Klubrádió, une chaîne de radio indépendante de l’opposition au gouvernement de Viktor Orbán en Hongrie, a perdu sa licence de diffusion le 9 février dernier : le combat continue et la station de radio diffuse en ligne. La journaliste hongroise Réka Kinga Papp, qui a travaillé pour Klubrádió, raconte l’histoire de la station et dénonce la situation d’un pays fatigué et ankylosé par des décennies de régime illibéral.
Palma sub pondere crescit, ou “le palmier pousse sous le poids”, est un mensonge bienveillant répandu auprès des Hongrois. Il suggère quelque chose tel que “ce qui ne tue pas rend plus fort”, autre exemple de déclaration insensée, comme peut le confirmer toute personne qui souffre de déficiences, de traumatismes ou de handicaps.
Le proverbe sur les palmiers était à l’origine destiné à mettre en garde contre la surprotection de la jeunesse, mais il est généralement utilisé pour rationaliser une pression paralysante ou des conditions de vie inacceptables. J’ai également entendu dire que les gens l’emploient pour se donner du courage, afin de pouvoir continuer à vivre dans des conditions désespérées. C’est vrai qu’ils travaillent contre vents et marées.
Au cours des dernières années, certaines de ces personnes ont soutenu la radio hongroise indépendante Klubrádió, dont la licence de diffusion a été retirée le 9 février dernier par une décision de justice excessivement technique. Cette décision met un terme à une campagne de dix ans visant à faire taire la chaîne de radio : elle a commencé par le retrait de sa fréquence nationale, puis de son statut de service public, avant que ses annonceurs ne disparaissent peu à peu. La station poursuit ses batailles juridiques et continue d’émettre en ligne.

■ Données fournies
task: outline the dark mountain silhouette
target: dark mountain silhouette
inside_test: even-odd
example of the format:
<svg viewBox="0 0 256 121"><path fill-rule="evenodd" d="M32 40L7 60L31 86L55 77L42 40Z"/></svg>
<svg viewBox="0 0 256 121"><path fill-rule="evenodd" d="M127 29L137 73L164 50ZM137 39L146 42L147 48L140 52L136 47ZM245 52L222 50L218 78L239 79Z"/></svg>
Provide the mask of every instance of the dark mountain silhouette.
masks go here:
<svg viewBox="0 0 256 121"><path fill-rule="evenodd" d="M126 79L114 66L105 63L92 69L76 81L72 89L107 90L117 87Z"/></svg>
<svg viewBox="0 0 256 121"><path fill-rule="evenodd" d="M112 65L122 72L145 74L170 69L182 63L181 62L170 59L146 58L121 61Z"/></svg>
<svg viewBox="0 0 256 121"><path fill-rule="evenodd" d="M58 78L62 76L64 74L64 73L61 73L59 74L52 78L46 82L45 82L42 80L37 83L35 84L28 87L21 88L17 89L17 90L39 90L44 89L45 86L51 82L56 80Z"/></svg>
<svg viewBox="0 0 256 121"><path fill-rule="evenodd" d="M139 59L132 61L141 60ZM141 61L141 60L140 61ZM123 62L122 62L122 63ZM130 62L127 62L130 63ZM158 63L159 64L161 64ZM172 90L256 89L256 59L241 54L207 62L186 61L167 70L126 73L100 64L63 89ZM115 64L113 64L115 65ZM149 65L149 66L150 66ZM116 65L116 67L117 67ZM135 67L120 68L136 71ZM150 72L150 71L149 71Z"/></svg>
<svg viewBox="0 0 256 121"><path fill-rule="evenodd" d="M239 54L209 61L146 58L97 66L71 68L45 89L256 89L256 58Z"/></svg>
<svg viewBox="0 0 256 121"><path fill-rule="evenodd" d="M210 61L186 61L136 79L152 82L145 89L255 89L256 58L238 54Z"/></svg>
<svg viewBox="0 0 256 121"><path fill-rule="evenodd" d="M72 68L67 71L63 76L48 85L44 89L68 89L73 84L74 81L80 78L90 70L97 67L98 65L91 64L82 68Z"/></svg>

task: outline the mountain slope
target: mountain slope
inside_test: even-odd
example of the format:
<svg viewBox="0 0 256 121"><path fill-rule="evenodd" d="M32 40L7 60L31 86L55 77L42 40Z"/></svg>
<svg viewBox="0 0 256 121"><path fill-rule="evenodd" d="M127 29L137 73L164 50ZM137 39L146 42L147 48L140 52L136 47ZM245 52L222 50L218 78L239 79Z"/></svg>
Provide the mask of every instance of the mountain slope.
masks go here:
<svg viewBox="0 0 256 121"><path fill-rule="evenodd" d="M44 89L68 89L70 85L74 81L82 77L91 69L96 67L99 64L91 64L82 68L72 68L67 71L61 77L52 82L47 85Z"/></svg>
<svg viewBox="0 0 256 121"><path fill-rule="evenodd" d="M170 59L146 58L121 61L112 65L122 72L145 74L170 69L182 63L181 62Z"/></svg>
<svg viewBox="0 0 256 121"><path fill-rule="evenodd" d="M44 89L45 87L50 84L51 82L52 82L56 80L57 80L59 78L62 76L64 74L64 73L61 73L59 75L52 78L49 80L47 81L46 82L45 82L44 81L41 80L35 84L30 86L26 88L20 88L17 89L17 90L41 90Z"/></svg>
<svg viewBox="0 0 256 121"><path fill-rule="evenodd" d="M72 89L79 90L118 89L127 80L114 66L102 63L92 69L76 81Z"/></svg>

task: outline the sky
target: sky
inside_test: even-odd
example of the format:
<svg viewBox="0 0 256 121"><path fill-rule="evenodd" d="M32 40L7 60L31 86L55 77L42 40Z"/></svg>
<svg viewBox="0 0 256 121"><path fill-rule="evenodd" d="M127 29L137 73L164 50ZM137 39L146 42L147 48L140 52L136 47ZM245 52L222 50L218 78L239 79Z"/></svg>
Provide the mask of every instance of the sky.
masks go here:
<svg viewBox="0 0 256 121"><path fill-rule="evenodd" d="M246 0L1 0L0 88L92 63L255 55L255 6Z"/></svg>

■ Consigne
Recopiez le passage du texte sur Klubrádió compris entre « Palma sub pondere » et « vents et marées. », ces deux segments inclus. Les lignes n'ont pas besoin d'être consultées.

■ Réponse
Palma sub pondere crescit, ou “le palmier pousse sous le poids”, est un mensonge bienveillant répandu auprès des Hongrois. Il suggère quelque chose tel que “ce qui ne tue pas rend plus fort”, autre exemple de déclaration insensée, comme peut le confirmer toute personne qui souffre de déficiences, de traumatismes ou de handicaps.
Le proverbe sur les palmiers était à l’origine destiné à mettre en garde contre la surprotection de la jeunesse, mais il est généralement utilisé pour rationaliser une pression paralysante ou des conditions de vie inacceptables. J’ai également entendu dire que les gens l’emploient pour se donner du courage, afin de pouvoir continuer à vivre dans des conditions désespérées. C’est vrai qu’ils travaillent contre vents et marées.